GIVEN TASK: Rewrite the entries below so that every "largest disc" becomes "largest circle", and keep all other text the same.

RAW DATA:
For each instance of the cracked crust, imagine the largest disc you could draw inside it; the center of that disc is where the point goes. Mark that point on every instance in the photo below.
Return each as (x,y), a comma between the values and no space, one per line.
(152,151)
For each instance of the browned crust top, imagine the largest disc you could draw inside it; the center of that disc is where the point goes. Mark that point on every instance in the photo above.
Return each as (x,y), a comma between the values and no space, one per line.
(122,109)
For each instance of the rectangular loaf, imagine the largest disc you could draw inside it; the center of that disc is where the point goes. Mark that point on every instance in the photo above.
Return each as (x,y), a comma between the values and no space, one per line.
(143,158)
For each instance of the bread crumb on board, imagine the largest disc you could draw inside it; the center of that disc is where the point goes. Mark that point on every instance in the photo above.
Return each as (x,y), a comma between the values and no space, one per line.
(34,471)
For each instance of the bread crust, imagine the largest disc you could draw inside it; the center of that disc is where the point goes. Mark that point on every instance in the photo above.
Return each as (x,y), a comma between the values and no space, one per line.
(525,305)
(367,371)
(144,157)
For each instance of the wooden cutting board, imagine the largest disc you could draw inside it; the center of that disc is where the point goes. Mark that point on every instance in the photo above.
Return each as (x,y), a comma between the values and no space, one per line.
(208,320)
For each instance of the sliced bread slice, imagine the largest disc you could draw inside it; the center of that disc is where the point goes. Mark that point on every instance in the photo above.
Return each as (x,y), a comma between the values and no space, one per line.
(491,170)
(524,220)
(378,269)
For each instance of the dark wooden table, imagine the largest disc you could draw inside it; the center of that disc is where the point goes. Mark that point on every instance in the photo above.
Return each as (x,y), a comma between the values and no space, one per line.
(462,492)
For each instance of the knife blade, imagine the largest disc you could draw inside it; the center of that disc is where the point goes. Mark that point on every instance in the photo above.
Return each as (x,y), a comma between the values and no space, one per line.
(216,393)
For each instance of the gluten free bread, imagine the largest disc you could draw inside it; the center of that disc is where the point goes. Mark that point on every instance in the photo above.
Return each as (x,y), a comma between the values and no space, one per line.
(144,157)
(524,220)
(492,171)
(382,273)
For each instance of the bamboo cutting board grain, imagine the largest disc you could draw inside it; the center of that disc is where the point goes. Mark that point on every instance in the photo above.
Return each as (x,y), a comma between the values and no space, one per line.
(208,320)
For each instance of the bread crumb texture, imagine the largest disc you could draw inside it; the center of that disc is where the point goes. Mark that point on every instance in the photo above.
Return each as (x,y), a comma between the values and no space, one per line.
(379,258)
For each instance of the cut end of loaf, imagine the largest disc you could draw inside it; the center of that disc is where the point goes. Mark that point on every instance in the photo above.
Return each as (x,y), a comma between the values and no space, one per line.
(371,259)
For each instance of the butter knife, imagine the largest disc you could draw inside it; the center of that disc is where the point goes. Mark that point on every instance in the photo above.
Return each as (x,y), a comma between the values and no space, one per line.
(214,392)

COMPLETED EXERCISE:
For each instance of the cracked crust, imagine the largest circle you could draw inside it; the center of that disc is where the point goes. Mark that point on every instance in the photo below.
Return each as (x,y), a comma between the values and no space, one per line.
(152,151)
For each instance of the browned crust top, imagine the largest circle you could draw inside it; the center of that disc is where the point goes. Mark that point on every instance in the photo above.
Return each as (x,y), a comma between the values and no space, one per line.
(122,109)
For each instance of the rectangular loaf, imagine the largest circle you could draw inside it; the center of that disc is where the point goes. Mark that point on every instance in the photo above.
Return each as (x,y), a comma between the values and no space, one per line.
(143,158)
For each instance of the bread crumb on board, imagine the largest circle you could draw inside it; the center of that disc is where the point goes. Mark that point on every instance in the photo above.
Return each as (x,y), a comma between the values and no space, one per line.
(34,471)
For each instance of the bread crust, imagine the largest circle you could draw inside it; the center of that disc is where the point goes. Mark that point on every instance in the photo above.
Return each as (x,y), a comma between the values and no space, one per line.
(525,305)
(367,371)
(144,157)
For each instance of the wooden cutting board, imagine the largest circle you could draw inside it; the center of that disc is where the point goes. Mark that point on every instance in the photo above.
Return each as (x,y), a comma between the values and no space, one per line.
(208,320)
For each instance of the sliced bread slice, imagine the largest circle you could draw inside it; the center of that disc is where the point goes. Mark that point on every instance in the photo above.
Return each as (x,y), a comma between the values and no space, one per line.
(491,170)
(524,220)
(378,269)
For each instance of the dark wooden table, imagine the largest circle you could draw inside it; the center of that disc is where the point goes. Mark that point on every instance in the photo above.
Return each as (x,y), a comma between the values and no space, one per line.
(462,492)
For each instance of the knife blade, imagine the largest circle you could draw inside it; the center of that disc is where the point goes. Mark that point on every instance in the photo above.
Return each as (x,y), a comma between the values and no space, one per line.
(216,393)
For each instance of the gluten free bread, imagine the largest circle you could draw inside it; the center of that disc is where the point goes. Mark that point on every instance in the photo above.
Return each as (x,y), a comma between the values and no space, one per line.
(144,157)
(524,220)
(492,171)
(382,273)
For each instance of the bamboo cutting board grain, imagine the largest circle you could draw inside it; the center of that disc is where the point goes. Mark that point on every instance in the photo above.
Return each as (x,y), a comma between the values and no space, one per line.
(208,320)
For each instance of the bread crumb texture, imagine the largest circle you could draw inside it; the center of that disc is where the point goes. Mark that point on every instance in the photo above.
Return each as (x,y), a comma between the values and no space, one per line.
(379,258)
For each instance of the cut end of loaf, imagine the largest circle you could draw inside it; the center of that disc is where the point goes. Mark that point on every instance in the photo above.
Return each as (x,y), a comma between the values and no space, one per line.
(371,259)
For each instance of the butter knife, imagine the largest circle you could draw inside it; the center of that disc is where the point goes. Mark that point on every instance in the photo above.
Return each as (x,y), a comma between the values and no space, one per line.
(214,392)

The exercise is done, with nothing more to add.